WHAT YOU WILL DO » Which lines in the records below contain the word "green"? Return each of them in full.

——

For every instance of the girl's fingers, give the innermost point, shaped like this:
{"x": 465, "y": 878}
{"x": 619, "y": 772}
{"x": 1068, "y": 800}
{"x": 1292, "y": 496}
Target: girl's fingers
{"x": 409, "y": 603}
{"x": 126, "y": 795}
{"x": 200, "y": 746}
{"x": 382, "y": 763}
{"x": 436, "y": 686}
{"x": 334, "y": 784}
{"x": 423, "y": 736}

——

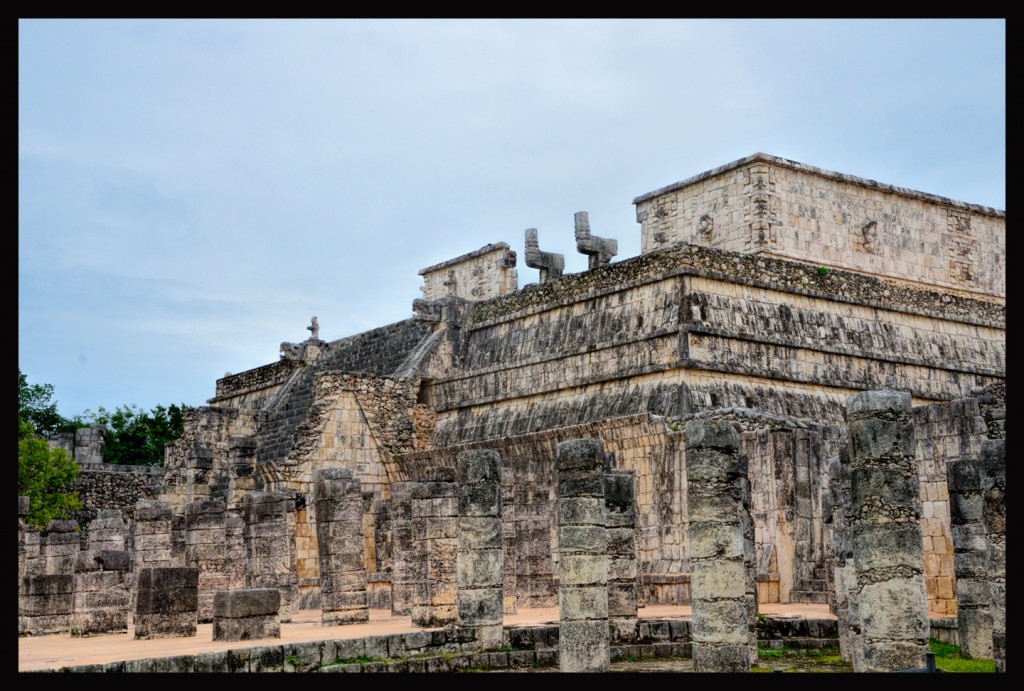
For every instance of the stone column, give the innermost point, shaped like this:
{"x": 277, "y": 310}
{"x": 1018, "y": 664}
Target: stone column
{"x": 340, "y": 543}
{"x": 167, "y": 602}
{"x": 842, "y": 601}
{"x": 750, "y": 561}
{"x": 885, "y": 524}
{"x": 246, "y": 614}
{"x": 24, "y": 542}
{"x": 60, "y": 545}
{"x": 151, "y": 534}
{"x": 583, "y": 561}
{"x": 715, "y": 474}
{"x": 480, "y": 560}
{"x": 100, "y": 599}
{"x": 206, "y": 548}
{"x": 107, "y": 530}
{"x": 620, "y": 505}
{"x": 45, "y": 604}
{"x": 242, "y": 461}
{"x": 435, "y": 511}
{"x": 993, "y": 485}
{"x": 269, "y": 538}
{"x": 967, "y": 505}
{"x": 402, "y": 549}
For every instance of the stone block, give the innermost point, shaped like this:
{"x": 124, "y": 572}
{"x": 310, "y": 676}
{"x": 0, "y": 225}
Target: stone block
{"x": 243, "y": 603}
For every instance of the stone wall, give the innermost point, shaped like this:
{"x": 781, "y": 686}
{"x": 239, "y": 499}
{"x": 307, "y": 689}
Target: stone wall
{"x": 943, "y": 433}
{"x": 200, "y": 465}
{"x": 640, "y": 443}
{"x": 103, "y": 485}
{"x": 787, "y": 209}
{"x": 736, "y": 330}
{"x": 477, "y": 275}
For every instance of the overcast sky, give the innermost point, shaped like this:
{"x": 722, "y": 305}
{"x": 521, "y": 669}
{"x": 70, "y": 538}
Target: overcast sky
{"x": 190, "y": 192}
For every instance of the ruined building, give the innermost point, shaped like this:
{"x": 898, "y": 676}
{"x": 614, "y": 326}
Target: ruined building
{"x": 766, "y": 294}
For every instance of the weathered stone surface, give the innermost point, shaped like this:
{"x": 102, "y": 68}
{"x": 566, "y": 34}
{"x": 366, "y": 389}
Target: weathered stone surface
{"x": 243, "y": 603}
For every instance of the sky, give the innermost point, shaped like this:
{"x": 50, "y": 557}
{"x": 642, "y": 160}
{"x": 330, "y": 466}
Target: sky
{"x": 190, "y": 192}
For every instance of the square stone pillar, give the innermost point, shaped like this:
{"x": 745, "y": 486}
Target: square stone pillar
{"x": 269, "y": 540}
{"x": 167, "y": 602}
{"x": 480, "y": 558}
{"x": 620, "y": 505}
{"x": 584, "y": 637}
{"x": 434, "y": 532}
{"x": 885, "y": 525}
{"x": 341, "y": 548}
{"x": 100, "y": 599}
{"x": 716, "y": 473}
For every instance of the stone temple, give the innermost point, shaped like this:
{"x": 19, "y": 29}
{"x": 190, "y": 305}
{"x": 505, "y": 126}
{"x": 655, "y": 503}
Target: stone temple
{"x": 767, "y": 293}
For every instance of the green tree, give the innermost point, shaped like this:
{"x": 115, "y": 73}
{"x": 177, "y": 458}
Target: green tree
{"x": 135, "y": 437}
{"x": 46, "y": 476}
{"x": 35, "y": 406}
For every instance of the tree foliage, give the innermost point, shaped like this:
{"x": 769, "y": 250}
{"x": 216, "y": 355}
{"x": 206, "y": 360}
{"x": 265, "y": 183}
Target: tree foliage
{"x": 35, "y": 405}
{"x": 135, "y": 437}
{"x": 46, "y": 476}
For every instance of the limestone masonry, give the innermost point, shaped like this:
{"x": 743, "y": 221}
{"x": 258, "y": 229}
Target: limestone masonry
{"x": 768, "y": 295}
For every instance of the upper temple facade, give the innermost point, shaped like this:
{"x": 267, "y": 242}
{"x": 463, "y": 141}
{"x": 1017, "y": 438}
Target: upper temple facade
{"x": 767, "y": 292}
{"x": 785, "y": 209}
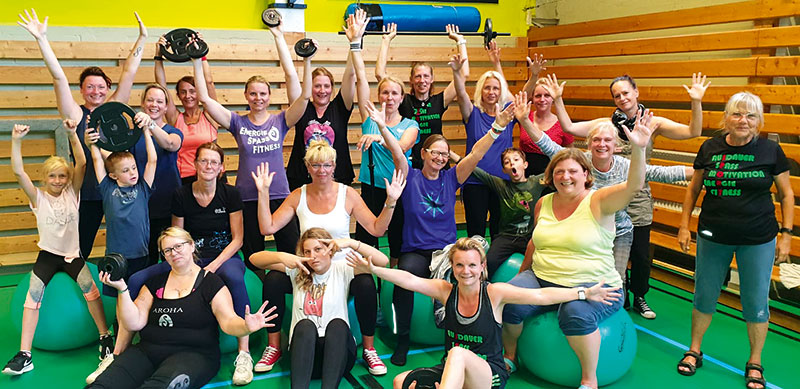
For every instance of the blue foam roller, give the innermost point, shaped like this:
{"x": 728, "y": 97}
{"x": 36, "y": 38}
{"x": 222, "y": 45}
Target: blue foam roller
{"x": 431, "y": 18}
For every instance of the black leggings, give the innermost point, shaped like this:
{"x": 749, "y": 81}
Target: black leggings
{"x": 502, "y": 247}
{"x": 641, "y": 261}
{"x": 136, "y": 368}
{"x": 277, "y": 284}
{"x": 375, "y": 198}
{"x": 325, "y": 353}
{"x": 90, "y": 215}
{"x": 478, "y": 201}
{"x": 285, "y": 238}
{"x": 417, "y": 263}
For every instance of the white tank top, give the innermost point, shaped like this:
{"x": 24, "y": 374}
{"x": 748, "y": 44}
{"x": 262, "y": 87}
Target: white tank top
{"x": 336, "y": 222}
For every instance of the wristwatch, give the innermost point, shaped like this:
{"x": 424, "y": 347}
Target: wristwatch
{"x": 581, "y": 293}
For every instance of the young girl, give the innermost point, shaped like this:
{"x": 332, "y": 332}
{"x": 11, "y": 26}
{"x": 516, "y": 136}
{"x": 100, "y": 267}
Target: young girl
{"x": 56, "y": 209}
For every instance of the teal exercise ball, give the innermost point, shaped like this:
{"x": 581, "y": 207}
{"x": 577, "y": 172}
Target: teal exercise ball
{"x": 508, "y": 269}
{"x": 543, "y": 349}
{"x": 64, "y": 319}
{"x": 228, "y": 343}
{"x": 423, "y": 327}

——

ANSWER BELOW »
For every instance of the green tree, give the innermost point, shaped like this:
Target: green tree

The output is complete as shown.